What to produce: Pick up the passage on cell phone radiation after its final sentence and continue it.

Provided text:
It is estimated that as of 2011, globally, the number of cell phone subscribers are more than 5.5 billion and more than 350 million subscribers to cell phone in the United States; nearly threefold increase from the year 2000. Over a period, the number of cell phone calls per day, the length of each call and the amount of time people spending on cell phones, have increased. Cell phone technology has also undergone substantial changes.
Working of cell phones and radiation absorption
Cell phones communicate with nearby cell towers through RF waves, a form of energy spectrum between FM radio waves and microwaves. Like FM radio waves, microwaves, visible light, and heat, they are a form of non-ionizing radiation.
Part of the radio waves emitted by a mobile telephone handsets are absorbed by the human head. The radio waves emitted by a GSM handset can have a peak power of 2 watts, and a US analogue phone had a maximum transmit power of 3.6 watts. Other digital mobile technologies, such as CDMA2000 and D-AMPS, use lower output power, typically below 1 watt.
The rate at which radiation is absorbed by the human body is measured by the Specific Absorption Rate (SAR), and its maximum levels for modern handsets have been set by governmental regulating agencies in many countries. In the USA, the FCC has set a SAR limit of 1.6 W/kg, averaged over a volume of 1 gram of tissue, for the head. In Europe, the limit is 2 W/kg, averaged over a volume of 10 grams of tissue.

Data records
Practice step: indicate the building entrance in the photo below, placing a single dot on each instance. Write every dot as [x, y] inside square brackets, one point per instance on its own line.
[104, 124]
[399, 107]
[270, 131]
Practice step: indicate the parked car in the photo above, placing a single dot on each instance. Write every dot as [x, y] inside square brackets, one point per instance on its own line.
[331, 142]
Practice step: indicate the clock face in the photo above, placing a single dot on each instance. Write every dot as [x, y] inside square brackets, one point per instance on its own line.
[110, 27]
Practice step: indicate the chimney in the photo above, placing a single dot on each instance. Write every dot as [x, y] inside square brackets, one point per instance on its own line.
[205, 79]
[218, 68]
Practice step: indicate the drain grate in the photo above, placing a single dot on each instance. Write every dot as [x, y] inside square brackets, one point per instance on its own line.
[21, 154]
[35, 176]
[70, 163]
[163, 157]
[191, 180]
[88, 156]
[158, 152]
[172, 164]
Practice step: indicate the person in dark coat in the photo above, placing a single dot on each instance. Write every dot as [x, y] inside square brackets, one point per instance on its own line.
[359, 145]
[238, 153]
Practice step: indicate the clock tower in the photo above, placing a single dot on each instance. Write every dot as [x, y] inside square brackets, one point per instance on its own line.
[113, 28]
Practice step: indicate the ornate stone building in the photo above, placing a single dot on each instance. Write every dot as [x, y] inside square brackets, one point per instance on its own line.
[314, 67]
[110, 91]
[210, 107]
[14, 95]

Exercise result:
Effects of radiation
Although many studies have examined the potential health effects of non-ionizing radiation from radar, microwave ovens, and other sources, there is currently no consistent evidence that non-ionizing radiation increases cancer risk.
The only known biological effect of radio frequency energy is heating. The ability of microwave ovens to heat food is one example of this effect of radiofrequency energy. Radiofrequency exposure from cell phone use does cause heating; however, it is not sufficient to increase body temperature significantly.
Recent study of link between cell phone use...
and brain cancer / central nervous system tumors
Researchers from the Institute of Cancer Epidemiology at the Danish Cancer Society in Copenhagen looked at national health and mobile phone records in Denmark, and compared cancer rates between long-term mobile phone users and the rest. They published their findings in the 20 October issue of the British Medical Journal (BMJ ).
The researchers collected health data record of all aged 30 and over who were born in Denmark after 1925, and the divided this population into two groups: those who became mobile phone subscribers before 1995. This came to about 3.6 million subscribers and the rest about 3.2 million.
They then cross-referenced this data with entries in the complete Danish Cancer Register to calculate the risk of tumors of the central nervous system.
They concluded “There was no indication of dose-response relation either by years since first subscription for a mobile phone or by anatomical location of the tumor – that is, in regions of the brain closest to where the handset is usually held to the head. In this update of a large nationwide cohort study of mobile phone use, there were no increased risks of tumours of the central nervous system, providing little evidence for a causal association.”
Hazel Nunn, head of evidence and health information at Cancer Research UK, said that this study was the “strongest evidence yet”, and “minimized many of the problems of previous research in this area. However she urges for continued monitoring.